** SEZIONE DEL DOCUMENTO **

Ha aperto l’incontro Angela Bellardi, presidente della Società storica, che ha introdotto la relatrice Annarosa Dordoni ricordando «la sua recente collaborazione all’allestimento della mostra, tuttora in corso al Museo diocesano, su San Giuseppe custode della Santa Casa e l’insegnamento, negli anni passati, di Storia del Cristianesimo presso l’Università Cattolica».

Poi la parola è passata alla professoressa Dordoni e alle immagini delle opere d’arte proiettate che hanno segnato, seguendo un ordine temporale, la progressiva affermazione di una figura inizialmente risultata marginale. E questo anche nelle rappresentazioni legate alla Casa di Nazareth dove «rari sono gli esempi della presenza di quest’uomo». Uno per tutti il bozzetto del Tiepolo per un soffitto (andato perduto) per la chiesa di Santa Maria dei Servi a Venezia.

** MATERIALE FORNITO **
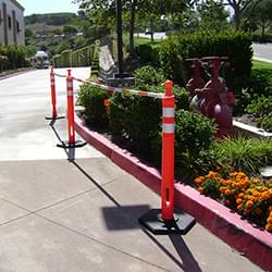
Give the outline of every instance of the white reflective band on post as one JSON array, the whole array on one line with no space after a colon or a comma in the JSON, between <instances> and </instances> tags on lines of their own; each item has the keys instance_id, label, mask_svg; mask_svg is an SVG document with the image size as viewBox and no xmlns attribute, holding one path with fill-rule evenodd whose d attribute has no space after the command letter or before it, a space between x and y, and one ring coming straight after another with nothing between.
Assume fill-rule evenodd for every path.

** COMPITO ASSEGNATO **
Ripeti parola per parola il passo del resoconto sull'incontro che comincia con "Ha aperto l’incontro" e finisce con "Servi a Venezia.".

** RISULTATO DEL COMPITO **
Ha aperto l’incontro Angela Bellardi, presidente della Società storica, che ha introdotto la relatrice Annarosa Dordoni ricordando «la sua recente collaborazione all’allestimento della mostra, tuttora in corso al Museo diocesano, su San Giuseppe custode della Santa Casa e l’insegnamento, negli anni passati, di Storia del Cristianesimo presso l’Università Cattolica».

Poi la parola è passata alla professoressa Dordoni e alle immagini delle opere d’arte proiettate che hanno segnato, seguendo un ordine temporale, la progressiva affermazione di una figura inizialmente risultata marginale. E questo anche nelle rappresentazioni legate alla Casa di Nazareth dove «rari sono gli esempi della presenza di quest’uomo». Uno per tutti il bozzetto del Tiepolo per un soffitto (andato perduto) per la chiesa di Santa Maria dei Servi a Venezia.